Para auxiliar os profissionais que atuam em meios digitais, especialmente com redes sociais, o Interactive Adverstising Bureau (IAB Brasil) desenvolveu, por meio de seu comitê de social media, um material exclusivo para esclarecer os pontos da Portaria 422/13, publicada dia 18 de julho de 2013 pelo Ministro da Fazenda, Guido Mantega. Com a intenção de identificar “hipóteses de comprometimento do caráter exclusivamente artístico, cultural, desportivo ou recreativo de concurso destinado à distribuição gratuita de prêmios”, a portaria acabou gerando diversas dúvidas entre os profissionais e empresas que atuam com meios digitais.
Com auxilio da advogada especializada em direito digital Flávia Penido, o material foi produzido no formato de perguntas e respostas, para facilitar o entendimento, a identificação das dúvidas e indicar de que forma as mudanças afetam os trabalhos realizados. Confira abaixo:
1. O que mudou com a publicação desta portaria?
Na verdade, não houve mudança alguma, apenas um detalhamento do que a Lei 5768/71 já dispunha quanto a concursos. A Portaria não criou nenhuma inovação, e nem poderia fazê-lo, pois isso seria ilegal. O que ela fez foi detalhar em quais condições um concurso pode ser considerado exclusivamente cultural e quando ele é um mero concurso, modalidade de promoção comercial.

MATERIAL EXTRAÍDO.
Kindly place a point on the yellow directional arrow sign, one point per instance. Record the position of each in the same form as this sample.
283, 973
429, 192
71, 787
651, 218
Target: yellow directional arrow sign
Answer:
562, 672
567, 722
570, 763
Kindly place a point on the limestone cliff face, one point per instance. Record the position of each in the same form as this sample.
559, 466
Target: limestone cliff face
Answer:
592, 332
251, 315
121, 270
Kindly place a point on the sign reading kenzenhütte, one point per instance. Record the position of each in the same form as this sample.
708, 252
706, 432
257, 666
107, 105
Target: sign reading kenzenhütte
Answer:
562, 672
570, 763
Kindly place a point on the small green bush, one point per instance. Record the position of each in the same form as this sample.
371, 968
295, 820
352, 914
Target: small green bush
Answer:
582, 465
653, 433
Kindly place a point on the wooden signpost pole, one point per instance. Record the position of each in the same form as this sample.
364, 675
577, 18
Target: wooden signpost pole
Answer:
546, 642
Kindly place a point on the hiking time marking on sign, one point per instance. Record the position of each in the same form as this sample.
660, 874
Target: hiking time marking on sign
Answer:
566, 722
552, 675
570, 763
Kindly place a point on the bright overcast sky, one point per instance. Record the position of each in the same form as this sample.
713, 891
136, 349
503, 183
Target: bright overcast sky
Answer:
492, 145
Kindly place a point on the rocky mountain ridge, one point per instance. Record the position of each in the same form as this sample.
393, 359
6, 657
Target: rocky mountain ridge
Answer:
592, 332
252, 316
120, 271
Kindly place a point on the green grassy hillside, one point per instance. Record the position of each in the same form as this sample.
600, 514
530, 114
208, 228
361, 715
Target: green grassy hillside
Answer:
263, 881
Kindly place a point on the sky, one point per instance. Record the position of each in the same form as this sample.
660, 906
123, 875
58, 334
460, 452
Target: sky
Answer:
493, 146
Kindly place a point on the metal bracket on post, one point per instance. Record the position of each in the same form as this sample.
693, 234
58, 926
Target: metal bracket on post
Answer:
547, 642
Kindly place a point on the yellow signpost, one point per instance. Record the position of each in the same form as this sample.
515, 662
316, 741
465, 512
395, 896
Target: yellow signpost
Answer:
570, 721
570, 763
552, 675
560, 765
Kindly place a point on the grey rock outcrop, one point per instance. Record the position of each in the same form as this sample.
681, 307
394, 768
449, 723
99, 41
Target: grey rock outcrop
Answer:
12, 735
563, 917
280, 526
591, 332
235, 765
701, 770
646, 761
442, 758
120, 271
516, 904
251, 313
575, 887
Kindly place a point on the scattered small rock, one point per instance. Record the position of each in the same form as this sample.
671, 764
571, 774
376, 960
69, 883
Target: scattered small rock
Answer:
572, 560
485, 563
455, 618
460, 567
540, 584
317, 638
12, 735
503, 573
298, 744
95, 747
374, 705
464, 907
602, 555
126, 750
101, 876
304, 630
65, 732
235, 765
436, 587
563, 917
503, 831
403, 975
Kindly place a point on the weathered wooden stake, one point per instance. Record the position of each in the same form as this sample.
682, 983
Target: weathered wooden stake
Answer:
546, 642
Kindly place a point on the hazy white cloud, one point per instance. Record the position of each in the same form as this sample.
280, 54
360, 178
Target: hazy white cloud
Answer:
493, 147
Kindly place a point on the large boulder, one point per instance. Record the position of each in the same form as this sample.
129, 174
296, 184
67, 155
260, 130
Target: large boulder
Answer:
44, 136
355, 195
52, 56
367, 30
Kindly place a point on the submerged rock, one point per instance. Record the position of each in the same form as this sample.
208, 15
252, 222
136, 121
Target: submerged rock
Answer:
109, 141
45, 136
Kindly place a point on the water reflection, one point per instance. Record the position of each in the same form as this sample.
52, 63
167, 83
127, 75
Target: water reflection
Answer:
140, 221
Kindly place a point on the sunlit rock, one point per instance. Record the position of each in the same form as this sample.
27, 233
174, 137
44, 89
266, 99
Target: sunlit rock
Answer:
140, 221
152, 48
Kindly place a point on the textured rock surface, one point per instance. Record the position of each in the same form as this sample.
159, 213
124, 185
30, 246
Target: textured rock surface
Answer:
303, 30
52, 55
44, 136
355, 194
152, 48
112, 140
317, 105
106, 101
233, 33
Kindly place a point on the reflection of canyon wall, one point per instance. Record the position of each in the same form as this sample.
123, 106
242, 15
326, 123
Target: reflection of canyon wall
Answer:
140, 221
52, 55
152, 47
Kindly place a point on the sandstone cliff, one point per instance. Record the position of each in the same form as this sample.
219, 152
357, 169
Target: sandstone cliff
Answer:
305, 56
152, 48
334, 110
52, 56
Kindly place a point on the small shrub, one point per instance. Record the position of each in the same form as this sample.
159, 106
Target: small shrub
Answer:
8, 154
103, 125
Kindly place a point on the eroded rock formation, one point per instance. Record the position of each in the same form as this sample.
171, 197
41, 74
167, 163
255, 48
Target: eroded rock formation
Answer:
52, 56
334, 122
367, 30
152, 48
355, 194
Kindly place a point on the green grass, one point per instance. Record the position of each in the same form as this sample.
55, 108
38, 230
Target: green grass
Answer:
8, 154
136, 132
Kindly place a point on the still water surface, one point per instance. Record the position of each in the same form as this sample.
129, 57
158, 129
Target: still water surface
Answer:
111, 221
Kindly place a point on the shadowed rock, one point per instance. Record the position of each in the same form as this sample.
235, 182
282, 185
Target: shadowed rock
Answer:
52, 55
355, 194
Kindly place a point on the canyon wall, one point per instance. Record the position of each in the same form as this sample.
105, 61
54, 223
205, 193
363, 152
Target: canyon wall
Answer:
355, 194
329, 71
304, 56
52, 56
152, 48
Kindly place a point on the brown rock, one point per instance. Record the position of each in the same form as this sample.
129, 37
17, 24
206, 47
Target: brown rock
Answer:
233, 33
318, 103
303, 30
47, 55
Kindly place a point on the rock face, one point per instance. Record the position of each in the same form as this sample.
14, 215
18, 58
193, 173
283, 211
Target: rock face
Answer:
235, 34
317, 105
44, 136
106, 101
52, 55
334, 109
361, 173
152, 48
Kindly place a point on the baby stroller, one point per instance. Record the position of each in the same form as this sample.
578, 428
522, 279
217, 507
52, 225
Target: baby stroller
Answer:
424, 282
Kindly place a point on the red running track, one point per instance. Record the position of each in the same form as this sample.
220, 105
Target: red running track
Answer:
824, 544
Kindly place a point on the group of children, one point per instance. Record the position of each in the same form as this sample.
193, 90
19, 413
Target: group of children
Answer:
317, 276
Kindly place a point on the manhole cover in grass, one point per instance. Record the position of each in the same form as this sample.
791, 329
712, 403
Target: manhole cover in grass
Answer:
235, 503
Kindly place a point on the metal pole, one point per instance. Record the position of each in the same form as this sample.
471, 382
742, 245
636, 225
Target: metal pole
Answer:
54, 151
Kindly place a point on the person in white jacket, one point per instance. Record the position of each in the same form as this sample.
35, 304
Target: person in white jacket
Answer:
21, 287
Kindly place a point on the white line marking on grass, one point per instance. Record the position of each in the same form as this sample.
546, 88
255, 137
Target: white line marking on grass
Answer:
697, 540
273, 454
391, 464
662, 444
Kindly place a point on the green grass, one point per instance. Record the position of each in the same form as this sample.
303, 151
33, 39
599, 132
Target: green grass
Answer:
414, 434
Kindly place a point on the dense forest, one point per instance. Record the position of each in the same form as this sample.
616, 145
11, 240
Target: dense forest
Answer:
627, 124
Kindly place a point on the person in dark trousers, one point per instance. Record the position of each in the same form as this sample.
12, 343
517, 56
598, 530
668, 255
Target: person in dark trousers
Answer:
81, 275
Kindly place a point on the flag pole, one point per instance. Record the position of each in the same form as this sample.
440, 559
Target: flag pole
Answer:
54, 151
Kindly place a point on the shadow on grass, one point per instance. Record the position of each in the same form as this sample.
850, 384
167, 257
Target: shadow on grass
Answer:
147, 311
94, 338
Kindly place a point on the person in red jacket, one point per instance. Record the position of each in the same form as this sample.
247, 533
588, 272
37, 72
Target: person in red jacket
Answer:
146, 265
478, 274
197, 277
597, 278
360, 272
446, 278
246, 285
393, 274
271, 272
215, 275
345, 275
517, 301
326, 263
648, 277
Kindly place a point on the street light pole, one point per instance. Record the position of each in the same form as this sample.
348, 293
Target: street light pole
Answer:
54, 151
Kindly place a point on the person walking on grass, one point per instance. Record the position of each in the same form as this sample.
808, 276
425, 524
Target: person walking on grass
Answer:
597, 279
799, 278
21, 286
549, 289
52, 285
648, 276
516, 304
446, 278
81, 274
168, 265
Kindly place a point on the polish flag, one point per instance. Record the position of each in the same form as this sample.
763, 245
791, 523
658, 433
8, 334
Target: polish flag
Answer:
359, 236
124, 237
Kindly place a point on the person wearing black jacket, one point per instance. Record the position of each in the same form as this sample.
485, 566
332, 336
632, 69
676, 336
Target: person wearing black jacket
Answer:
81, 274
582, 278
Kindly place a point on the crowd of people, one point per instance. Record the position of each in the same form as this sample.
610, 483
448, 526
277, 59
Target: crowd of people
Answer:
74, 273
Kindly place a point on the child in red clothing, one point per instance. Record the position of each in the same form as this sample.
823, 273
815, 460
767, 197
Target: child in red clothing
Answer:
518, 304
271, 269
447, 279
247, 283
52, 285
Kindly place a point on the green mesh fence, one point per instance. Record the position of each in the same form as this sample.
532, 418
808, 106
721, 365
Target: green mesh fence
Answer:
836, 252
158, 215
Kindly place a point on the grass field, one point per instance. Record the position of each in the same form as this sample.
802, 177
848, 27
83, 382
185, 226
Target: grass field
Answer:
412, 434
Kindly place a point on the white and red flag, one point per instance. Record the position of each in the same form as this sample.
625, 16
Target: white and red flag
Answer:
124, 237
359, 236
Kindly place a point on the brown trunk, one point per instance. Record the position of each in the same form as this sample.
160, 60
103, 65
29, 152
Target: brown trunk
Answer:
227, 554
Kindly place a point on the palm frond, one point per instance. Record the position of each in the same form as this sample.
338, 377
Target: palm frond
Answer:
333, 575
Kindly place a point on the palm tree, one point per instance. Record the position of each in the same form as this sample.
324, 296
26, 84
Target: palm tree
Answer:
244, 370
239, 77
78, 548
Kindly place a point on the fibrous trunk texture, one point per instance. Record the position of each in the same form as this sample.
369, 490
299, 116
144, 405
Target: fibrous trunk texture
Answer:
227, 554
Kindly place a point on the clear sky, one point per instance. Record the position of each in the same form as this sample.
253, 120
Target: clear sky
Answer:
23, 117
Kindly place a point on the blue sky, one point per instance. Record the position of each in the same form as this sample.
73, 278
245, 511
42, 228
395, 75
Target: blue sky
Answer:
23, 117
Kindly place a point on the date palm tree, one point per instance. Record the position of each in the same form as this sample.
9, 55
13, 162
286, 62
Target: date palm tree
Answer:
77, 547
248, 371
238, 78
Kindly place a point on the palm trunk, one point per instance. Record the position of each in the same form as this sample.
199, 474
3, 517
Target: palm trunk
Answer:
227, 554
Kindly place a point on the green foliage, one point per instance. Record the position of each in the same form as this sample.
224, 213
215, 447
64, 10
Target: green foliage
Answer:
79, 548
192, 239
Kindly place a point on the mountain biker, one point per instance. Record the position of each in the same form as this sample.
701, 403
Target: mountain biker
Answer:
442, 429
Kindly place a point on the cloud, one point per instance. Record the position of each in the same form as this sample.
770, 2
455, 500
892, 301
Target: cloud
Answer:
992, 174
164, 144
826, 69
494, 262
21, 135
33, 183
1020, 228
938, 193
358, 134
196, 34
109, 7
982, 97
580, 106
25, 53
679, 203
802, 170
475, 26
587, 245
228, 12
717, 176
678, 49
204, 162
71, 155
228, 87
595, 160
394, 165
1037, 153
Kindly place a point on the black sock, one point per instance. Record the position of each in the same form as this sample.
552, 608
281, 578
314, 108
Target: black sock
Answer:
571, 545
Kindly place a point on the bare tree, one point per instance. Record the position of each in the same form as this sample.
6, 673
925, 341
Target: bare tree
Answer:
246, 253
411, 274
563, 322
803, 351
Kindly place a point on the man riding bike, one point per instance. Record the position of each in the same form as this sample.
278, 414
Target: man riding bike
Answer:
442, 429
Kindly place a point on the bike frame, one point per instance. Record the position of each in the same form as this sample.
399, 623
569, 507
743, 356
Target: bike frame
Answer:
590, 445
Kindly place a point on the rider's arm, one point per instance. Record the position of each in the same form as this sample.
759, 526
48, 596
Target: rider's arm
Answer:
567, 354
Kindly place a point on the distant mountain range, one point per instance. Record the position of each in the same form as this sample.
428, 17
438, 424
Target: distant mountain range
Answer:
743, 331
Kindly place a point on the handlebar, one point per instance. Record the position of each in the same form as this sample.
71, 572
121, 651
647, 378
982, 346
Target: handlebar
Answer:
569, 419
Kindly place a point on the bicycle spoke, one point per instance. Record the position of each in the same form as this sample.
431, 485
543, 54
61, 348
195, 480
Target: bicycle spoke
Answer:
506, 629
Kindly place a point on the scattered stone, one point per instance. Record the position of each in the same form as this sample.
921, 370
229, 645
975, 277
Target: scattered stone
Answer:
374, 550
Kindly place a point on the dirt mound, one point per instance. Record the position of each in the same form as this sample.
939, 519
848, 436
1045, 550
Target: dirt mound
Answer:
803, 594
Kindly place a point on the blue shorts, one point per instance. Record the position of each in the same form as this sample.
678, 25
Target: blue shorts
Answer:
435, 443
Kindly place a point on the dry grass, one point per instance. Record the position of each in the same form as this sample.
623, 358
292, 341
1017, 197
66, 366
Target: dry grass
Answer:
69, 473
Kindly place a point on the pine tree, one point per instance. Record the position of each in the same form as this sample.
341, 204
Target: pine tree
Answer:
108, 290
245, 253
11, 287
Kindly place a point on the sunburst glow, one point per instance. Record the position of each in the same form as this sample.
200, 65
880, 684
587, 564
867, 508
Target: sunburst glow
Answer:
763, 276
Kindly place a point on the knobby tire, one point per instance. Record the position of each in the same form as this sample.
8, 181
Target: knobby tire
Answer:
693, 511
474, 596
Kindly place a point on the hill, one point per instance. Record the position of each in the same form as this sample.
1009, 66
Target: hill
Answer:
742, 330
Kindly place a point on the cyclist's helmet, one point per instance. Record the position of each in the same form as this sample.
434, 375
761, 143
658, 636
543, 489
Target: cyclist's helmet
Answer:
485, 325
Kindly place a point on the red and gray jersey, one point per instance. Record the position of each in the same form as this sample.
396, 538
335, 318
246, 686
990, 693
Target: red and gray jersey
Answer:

REQUISITOS.
1 – Responda com base no texto sobre a Portaria 422/13:
(a) Quem publicou a portaria e em que data?
(b) Com o auxílio de quem o material do IAB Brasil foi produzido?
(c) Qual lei, segundo o texto, já dispunha sobre concursos?
2 – Dê a continuação do texto sobre a Portaria 422/13 a partir do ponto em que ele termina.

RESPOSTAS ÀS TAREFAS.
1 –
(a) O Ministro da Fazenda, Guido Mantega, em 18 de julho de 2013.
(b) Da advogada especializada em direito digital Flávia Penido.
(c) A Lei 5768/71.

2 –
Tanto isso é verdade que no site da Secretaria de Acompanhamento Econômico já havia algumas explicações sobre o concurso exclusivamente cultural em moldes muito parecidos com os termos da Portaria. Um ponto que pode ser visto como tendo ido além dos poderes conferidos ao Ministro Mantega é o de determinar que concursos culturais não possam ser feitos nas redes sociais. A lei não menciona isso em qualquer momento. Esse ponto pode ser discutido judicialmente, mas apenas por aqueles que estiverem realmente promovendo um concurso exclusivamente cultural, cumprindo as demais regras e não uma promoção comercial travestida de concurso cultural.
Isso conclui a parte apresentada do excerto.